TEXTO FORNECIDO:
Escavações arqueológicas no cerro do Castelo de Alferce voltam a surpreender

Mais uma campanha de arqueologia está em curso até 8 de Setembro

O copinho (ou tacinha) pré-histórico na mão do arqueólogo  – Foto: Elisabete Rodrigues | Sul Informação

«Olha lá isto!». Humberto Veríssimo aproximou-se quase a correr, a cara a escorrer suor e cheia de terra, segurando algo na mão. «Mostra lá», disse Fábio Capela, com curiosidade. Humberto abriu a mão e mostrou o que parecia ser um pequeno copo, em cerâmica, intacto, apesar de ter uns 4000 anos.

«Que coisa mais linda!», exclamou uma das jovens arqueólogas.

José Manuel Gonçalves, presidente da Junta de Freguesia de Alferce, que ali estava como voluntário, de picareta na mão, brincou: «Isso é capaz de ser um copinho para o medronho».

O arqueólogo Humberto Veríssimo riu-se, mas respondeu: «isso não seria, porque na pré-história ainda não havia bebidas destiladas. Podia era ser um copinho de uma bebida fermentada, tipo uma cerveja pré-histórica».

INSTRUÇÃO A: Diga se cada afirmação concorda com a notícia sobre as escavações no Castelo de Alferce, respondendo sim ou não e citando as palavras da notícia que o decidem: (i) a campanha de arqueologia decorre até 8 de Setembro; (ii) o pequeno copo de cerâmica foi encontrado partido; (iii) José Manuel Gonçalves estava no local como voluntário.
INSTRUÇÃO B: Retome a notícia sobre as escavações no Castelo de Alferce a partir da última frase apresentada e dê-lhe continuidade.
O material que vem a seguir tem outra origem.

MATERIAL FORNECIDO:
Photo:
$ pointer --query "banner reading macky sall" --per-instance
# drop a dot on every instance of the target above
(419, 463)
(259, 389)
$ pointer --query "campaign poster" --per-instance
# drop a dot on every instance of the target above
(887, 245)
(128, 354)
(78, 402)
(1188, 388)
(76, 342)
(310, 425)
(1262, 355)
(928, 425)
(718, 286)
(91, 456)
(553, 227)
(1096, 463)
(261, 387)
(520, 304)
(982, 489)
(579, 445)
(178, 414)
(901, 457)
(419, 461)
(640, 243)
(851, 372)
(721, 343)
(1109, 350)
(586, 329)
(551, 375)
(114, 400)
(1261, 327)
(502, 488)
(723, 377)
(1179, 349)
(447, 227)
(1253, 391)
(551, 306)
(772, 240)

RESPOSTA FINAL A:
(i) Sim: «Mais uma campanha de arqueologia está em curso até 8 de Setembro».
(ii) Não: «mostrou o que parecia ser um pequeno copo, em cerâmica, intacto».
(iii) Sim: «que ali estava como voluntário, de picareta na mão».

RESPOSTA FINAL B:
Ao lado, a jovem arqueóloga mantinha o tom de brincadeira: «é uma tacinha da Barbie pré-histórica».

Mais sério, o arqueólogo Fábio Capela, responsável pelo projeto de investigação em curso no cerro do Castelo de Alferce, na serra de Monchique, explicou ao Sul Informação, cuja repórter acompanhou em direto a descoberta desta milenar peça cerâmica: «vamos examinar os sedimentos que estão dentro deste recipiente, para tentar saber mais sobre a sua função e o que terá contido».

Perante a brincadeira de que a descoberta do copinho teria sido encenada para agradar à jornalista, Fábio negou. «Na entrada do castelo, que agora já se vê muito bem e é da época califal [século X/XI], estamos a escavar um nível abaixo, que nos tem dado muito material, de várias épocas. Na segunda-feira, tivemos cá a visita da secretária de Estado da Cultura e encontrámos um testo, uma tampa, provavelmente de uma talha islâmica, quando a senhora cá estava».

«Sob a fundação do castelo, estamos a encontrar peças cerâmicas intactas ou quase, do Bronze do Sudoeste, ou seja, de entre finais do 3º milénio e meados do 2º milénio antes de Cristo». Peças com 3500 a 4000, portanto.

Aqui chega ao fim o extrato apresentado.